● Selected excerpt
= Beginning of Section =

Curtis M. Selquist has been a director of the
Company since August 2007. Mr. Selquist retired from
Johnson & Johnson in March 2007 after 36 years
with that company. He began his career as a sales representative
for Johnson & Johnson Baby Products Company, became
President of Johnson & Johnson Hemisferica in 1989,
then became worldwide president of Johnson &
Johnson/Merck Pharmaceuticals in 1995 and company group chairman
for Johnson & Johnson Medical in 1997.
Mr. Selquist was the founding chairman of the Global
Healthcare Exchange, established in 2000 as an electronic
trading exchange open to all health care providers, suppliers,
and manufacturers to buy and sell supplies online. He is also
past chairman of the National Alliance for Healthcare Technology
and serves as leadership network chair for the National Quality
Forum. Mr. Selquist is an operating partner at Water Street
Health Partners, a Chicago-based private equity firm, and serves
on two of the companys boards: Facet Technologies, LLC and
Physiotherapy, Inc. Mr. Selquist also serves on the board
and executive committee of Project HOPE. Mr. Selquist
earned a bachelors degree from Bradley University in
Peoria, Ill.

= End of Section =

● Record excerpts
= Beginning of Section =

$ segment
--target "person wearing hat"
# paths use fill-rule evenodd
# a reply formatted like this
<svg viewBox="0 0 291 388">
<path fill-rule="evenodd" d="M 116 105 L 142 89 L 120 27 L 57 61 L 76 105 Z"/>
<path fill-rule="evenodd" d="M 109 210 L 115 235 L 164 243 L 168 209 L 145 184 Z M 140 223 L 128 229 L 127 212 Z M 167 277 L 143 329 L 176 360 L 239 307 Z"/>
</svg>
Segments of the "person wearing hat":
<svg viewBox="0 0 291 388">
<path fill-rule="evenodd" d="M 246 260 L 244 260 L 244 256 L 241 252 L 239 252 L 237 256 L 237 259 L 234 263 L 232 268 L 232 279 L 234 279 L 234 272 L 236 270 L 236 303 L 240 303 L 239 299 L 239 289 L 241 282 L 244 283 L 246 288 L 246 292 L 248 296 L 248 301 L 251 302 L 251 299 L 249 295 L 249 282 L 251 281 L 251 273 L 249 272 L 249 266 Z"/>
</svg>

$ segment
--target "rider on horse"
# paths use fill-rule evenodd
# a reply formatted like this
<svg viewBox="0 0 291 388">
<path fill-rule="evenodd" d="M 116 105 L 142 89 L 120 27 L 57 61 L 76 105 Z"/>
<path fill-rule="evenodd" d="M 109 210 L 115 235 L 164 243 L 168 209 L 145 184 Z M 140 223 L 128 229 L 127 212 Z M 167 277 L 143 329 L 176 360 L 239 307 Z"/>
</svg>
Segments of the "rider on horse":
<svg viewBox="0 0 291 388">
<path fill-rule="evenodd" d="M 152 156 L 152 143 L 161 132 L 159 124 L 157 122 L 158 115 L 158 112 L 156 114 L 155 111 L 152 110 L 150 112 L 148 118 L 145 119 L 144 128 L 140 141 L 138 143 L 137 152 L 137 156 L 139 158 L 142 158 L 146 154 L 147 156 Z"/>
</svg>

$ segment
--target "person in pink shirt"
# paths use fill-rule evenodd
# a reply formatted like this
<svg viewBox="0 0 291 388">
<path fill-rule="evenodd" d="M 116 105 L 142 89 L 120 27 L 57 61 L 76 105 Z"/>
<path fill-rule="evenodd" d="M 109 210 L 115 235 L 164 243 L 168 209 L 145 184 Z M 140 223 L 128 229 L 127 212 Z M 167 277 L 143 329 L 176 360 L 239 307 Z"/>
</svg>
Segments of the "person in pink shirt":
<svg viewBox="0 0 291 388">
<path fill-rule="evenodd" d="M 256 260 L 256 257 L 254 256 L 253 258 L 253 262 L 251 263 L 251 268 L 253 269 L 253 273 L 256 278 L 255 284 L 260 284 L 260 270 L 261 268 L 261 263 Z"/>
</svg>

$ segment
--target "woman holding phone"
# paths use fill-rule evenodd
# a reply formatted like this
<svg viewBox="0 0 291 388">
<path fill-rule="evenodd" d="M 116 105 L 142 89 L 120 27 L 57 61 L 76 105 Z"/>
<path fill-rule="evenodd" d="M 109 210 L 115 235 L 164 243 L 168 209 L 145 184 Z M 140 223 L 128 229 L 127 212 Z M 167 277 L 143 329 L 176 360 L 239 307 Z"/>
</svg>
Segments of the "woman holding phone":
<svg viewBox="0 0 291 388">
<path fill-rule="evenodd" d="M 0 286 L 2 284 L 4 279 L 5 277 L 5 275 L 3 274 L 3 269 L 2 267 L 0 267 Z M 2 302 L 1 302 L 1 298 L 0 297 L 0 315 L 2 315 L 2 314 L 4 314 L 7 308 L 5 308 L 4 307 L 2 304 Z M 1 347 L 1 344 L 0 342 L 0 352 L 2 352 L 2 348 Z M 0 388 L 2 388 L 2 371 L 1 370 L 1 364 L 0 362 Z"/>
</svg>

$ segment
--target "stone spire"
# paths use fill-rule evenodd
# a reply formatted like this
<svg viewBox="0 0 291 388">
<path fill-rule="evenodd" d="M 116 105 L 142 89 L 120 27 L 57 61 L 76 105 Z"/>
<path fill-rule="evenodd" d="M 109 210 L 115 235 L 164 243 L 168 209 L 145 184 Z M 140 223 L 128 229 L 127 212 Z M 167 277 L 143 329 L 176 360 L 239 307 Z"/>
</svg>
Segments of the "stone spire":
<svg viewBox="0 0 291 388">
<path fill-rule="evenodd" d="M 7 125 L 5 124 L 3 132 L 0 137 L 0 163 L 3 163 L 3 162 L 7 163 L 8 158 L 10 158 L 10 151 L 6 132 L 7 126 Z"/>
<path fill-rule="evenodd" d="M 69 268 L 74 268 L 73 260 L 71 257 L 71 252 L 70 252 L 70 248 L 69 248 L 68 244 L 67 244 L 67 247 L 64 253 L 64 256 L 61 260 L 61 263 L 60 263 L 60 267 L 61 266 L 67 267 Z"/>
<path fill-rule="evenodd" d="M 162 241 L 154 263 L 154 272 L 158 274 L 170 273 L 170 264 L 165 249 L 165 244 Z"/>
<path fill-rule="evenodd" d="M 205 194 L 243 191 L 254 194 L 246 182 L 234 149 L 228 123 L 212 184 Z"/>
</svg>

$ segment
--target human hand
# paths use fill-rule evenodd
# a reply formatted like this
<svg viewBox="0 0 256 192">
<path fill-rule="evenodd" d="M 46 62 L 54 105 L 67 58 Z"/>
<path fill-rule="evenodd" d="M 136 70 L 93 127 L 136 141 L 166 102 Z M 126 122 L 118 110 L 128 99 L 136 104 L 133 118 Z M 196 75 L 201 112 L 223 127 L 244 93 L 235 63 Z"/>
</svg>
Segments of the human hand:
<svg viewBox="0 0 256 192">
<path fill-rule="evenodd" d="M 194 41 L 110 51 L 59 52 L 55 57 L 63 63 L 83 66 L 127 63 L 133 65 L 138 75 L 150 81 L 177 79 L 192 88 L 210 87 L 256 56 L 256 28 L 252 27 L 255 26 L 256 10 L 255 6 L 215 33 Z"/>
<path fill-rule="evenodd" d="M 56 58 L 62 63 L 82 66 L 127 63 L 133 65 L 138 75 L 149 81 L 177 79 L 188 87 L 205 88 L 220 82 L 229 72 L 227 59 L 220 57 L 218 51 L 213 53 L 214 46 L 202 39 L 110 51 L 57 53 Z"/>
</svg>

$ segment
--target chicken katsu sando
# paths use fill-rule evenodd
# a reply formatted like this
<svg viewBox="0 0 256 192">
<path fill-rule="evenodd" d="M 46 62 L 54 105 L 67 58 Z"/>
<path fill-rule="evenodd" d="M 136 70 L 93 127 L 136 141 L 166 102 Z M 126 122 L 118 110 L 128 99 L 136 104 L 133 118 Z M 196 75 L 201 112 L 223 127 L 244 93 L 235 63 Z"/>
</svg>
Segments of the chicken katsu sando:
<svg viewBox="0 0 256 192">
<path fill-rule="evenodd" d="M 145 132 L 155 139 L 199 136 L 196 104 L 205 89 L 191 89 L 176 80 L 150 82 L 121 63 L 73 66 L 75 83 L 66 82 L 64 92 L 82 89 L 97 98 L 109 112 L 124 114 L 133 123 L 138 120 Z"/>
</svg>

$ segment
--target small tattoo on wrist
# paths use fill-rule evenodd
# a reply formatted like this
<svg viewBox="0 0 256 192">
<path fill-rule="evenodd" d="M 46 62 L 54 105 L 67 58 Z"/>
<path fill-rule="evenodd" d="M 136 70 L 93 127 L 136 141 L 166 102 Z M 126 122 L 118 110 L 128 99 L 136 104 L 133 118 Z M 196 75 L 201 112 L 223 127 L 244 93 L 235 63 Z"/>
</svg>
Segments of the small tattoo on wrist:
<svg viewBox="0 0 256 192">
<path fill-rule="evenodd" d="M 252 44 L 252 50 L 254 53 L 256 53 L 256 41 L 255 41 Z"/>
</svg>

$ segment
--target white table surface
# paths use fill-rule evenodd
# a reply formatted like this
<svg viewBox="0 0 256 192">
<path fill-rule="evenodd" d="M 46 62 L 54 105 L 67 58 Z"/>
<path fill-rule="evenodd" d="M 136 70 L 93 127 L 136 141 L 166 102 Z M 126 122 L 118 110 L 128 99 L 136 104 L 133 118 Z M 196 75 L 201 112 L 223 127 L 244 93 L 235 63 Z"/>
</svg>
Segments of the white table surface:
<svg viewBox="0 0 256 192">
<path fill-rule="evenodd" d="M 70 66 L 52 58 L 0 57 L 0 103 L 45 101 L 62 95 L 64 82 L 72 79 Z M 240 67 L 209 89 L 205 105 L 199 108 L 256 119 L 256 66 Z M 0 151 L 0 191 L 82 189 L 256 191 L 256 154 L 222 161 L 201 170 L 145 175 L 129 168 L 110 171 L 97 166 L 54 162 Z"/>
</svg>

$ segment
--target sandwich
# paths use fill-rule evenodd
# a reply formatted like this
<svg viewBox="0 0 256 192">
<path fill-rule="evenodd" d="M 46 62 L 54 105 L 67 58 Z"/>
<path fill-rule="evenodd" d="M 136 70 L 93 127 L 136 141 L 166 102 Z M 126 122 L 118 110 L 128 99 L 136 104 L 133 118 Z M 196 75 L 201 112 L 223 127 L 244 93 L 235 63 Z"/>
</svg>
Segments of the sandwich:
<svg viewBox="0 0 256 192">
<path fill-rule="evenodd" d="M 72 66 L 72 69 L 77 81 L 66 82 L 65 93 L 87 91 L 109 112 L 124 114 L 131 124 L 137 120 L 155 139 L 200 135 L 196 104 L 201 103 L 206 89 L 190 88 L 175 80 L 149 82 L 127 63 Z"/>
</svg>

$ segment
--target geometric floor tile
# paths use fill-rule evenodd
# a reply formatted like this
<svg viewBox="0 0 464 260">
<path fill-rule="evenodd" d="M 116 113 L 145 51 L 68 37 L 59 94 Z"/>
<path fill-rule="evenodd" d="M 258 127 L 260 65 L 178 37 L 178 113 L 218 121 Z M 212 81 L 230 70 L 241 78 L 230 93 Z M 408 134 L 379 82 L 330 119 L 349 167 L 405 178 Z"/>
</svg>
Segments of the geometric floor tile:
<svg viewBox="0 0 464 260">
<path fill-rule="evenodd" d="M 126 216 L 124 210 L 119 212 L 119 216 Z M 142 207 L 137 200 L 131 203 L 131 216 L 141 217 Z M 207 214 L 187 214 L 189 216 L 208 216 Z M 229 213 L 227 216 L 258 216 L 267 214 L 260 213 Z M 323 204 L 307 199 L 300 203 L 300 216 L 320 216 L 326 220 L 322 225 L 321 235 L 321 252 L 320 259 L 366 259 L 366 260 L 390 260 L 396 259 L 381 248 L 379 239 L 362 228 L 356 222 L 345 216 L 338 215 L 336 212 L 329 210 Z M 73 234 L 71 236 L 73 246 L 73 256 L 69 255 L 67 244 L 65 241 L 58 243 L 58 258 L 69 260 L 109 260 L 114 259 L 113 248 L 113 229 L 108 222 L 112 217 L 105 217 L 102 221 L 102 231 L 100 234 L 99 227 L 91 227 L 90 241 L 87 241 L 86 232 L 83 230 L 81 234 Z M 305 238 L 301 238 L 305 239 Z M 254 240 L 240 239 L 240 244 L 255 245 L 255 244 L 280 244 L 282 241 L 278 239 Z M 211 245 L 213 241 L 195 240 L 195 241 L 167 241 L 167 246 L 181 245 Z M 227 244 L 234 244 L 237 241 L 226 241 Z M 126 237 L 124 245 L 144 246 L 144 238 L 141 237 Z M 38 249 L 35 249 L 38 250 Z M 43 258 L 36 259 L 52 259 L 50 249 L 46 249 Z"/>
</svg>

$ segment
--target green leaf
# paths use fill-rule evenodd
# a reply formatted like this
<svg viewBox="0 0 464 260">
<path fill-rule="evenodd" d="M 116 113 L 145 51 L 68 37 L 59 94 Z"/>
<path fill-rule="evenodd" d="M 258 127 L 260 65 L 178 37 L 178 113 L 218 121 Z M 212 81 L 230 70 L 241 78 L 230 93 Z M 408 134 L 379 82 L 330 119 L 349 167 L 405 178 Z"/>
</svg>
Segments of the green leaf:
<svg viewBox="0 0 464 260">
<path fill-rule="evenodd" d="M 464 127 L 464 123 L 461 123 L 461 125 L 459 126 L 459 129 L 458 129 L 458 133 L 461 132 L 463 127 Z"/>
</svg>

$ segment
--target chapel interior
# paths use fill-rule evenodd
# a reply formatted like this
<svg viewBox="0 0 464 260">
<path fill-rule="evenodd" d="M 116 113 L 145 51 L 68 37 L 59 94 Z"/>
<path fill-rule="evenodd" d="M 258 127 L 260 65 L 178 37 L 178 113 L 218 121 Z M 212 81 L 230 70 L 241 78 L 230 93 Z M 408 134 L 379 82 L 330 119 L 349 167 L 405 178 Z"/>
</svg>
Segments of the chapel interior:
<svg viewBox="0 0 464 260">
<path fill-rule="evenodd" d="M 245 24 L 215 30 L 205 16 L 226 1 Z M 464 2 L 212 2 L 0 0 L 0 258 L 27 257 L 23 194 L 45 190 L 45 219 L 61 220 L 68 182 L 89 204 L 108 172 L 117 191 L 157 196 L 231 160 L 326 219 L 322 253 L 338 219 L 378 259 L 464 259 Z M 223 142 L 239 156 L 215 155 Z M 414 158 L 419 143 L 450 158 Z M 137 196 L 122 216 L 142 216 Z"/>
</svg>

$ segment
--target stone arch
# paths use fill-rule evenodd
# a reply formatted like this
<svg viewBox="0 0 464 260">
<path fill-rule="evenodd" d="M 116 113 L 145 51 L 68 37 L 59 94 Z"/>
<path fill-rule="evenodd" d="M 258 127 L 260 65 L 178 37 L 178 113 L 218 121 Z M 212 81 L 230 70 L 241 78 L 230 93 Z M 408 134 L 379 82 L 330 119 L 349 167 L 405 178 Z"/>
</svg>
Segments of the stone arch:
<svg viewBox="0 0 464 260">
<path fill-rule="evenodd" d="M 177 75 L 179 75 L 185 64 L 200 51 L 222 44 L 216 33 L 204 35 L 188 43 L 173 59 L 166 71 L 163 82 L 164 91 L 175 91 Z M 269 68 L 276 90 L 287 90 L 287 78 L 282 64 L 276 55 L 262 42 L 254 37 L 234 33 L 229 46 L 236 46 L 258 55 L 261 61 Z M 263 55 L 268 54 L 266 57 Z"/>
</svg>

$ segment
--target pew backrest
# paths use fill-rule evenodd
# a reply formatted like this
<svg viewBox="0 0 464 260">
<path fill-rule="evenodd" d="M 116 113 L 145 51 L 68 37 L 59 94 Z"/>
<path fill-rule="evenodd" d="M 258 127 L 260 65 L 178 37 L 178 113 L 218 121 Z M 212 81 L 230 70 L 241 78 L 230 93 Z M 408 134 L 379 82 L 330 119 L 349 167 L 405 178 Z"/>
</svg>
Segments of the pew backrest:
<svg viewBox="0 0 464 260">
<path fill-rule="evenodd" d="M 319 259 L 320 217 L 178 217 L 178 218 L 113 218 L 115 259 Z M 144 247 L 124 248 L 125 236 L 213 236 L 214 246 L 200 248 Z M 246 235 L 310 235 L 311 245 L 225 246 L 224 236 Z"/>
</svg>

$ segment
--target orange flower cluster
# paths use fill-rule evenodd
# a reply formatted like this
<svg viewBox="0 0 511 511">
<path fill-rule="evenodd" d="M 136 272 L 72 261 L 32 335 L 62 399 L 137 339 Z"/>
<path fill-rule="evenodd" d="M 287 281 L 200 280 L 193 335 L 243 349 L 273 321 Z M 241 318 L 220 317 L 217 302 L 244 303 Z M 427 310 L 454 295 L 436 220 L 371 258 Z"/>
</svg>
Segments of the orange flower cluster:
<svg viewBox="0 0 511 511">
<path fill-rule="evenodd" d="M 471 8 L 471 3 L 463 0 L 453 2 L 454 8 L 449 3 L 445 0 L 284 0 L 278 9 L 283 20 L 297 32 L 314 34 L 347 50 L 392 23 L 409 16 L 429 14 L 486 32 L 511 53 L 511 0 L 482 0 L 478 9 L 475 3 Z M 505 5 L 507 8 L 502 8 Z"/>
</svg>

= End of Section =

● Assignment
Return the full biography of Curtis M. Selquist from above, word for word.

● Response area
Curtis M. Selquist has been a director of the
Company since August 2007. Mr. Selquist retired from
Johnson & Johnson in March 2007 after 36 years
with that company. He began his career as a sales representative
for Johnson & Johnson Baby Products Company, became
President of Johnson & Johnson Hemisferica in 1989,
then became worldwide president of Johnson &
Johnson/Merck Pharmaceuticals in 1995 and company group chairman
for Johnson & Johnson Medical in 1997.
Mr. Selquist was the founding chairman of the Global
Healthcare Exchange, established in 2000 as an electronic
trading exchange open to all health care providers, suppliers,
and manufacturers to buy and sell supplies online. He is also
past chairman of the National Alliance for Healthcare Technology
and serves as leadership network chair for the National Quality
Forum. Mr. Selquist is an operating partner at Water Street
Health Partners, a Chicago-based private equity firm, and serves
on two of the companys boards: Facet Technologies, LLC and
Physiotherapy, Inc. Mr. Selquist also serves on the board
and executive committee of Project HOPE. Mr. Selquist
earned a bachelors degree from Bradley University in
Peoria, Ill.